▶ [Testo fornito]
⁂

Rubrica de “Il Sole 24ore” Abitare le parole / Competenza – «Chi attribuisce alla crisi i propri fallimenti e disagi, inibisce il proprio talento e dà più valore ai problemi che alle soluzioni. La vera crisi è l’incompetenza», afferma Albert Einstein.
Dal verbo latino cum-petere (cercare insieme, mirare a un medesimo obiettivo, gareggiare), la competenza indica la capacità degli individui di combinare i diversi elementi delle conoscenze (notizie, fatti, teorie, principi) e delle abilità personali per il raggiungimento di un risultato.
Il competente è una persona che «se ne intende», nel senso dell’essere entrato in un argomento in maniera tale da poterlo capire e maneggiare in maniera consapevole e “competente”, appunto. Il competente è tale solo se nel processo di trasferimento e di utilizzo delle conoscenze tiene conto del contesto e agisce in maniera autonoma, quasi spontanea. La competenza è quindi il risultato dell’incontro tra le nostre conoscenze e le nostre abilità. Insieme esse ci permettono di raggiungere un risultato.
Quante volte non riusciamo proprio a farcela! A volte per mancanza di capacità, ma molto più spesso per mancanza di conoscenze e quindi per mancanza di cultura perché «lo studio è il padre della competenza» (S. de Bignicourt).

⁂

▶ [Compiti da svolgere]
a: Rispondi, in base al testo, a queste domande:
(i) Da quale verbo latino deriva la parola "competenza"?
(ii) Secondo la frase attribuita ad Albert Einstein, qual è la vera crisi?
(iii) A chi è attribuita la frase «lo studio è il padre della competenza»?
b: Trascrivi dal testo il passo compreso tra "Dal verbo latino" e "raggiungere un risultato.", estremi inclusi.
I dati che seguono sono materiale a sé, distinto dal testo.

▶ [Dati forniti]
⁂

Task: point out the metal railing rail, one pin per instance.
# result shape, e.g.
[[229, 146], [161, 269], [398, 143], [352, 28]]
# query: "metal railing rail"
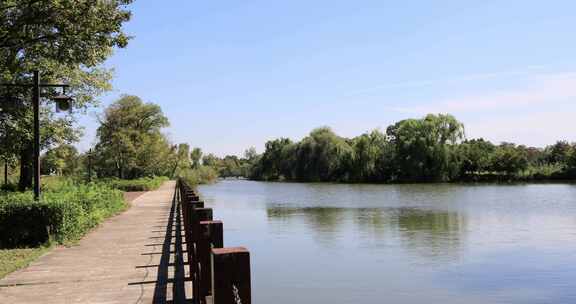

⁂

▶ [Risposte]
a:
(i) Dal verbo latino cum-petere.
(ii) L'incompetenza.
(iii) A S. de Bignicourt.

b:
Dal verbo latino cum-petere (cercare insieme, mirare a un medesimo obiettivo, gareggiare), la competenza indica la capacità degli individui di combinare i diversi elementi delle conoscenze (notizie, fatti, teorie, principi) e delle abilità personali per il raggiungimento di un risultato.
Il competente è una persona che «se ne intende», nel senso dell’essere entrato in un argomento in maniera tale da poterlo capire e maneggiare in maniera consapevole e “competente”, appunto. Il competente è tale solo se nel processo di trasferimento e di utilizzo delle conoscenze tiene conto del contesto e agisce in maniera autonoma, quasi spontanea. La competenza è quindi il risultato dell’incontro tra le nostre conoscenze e le nostre abilità. Insieme esse ci permettono di raggiungere un risultato.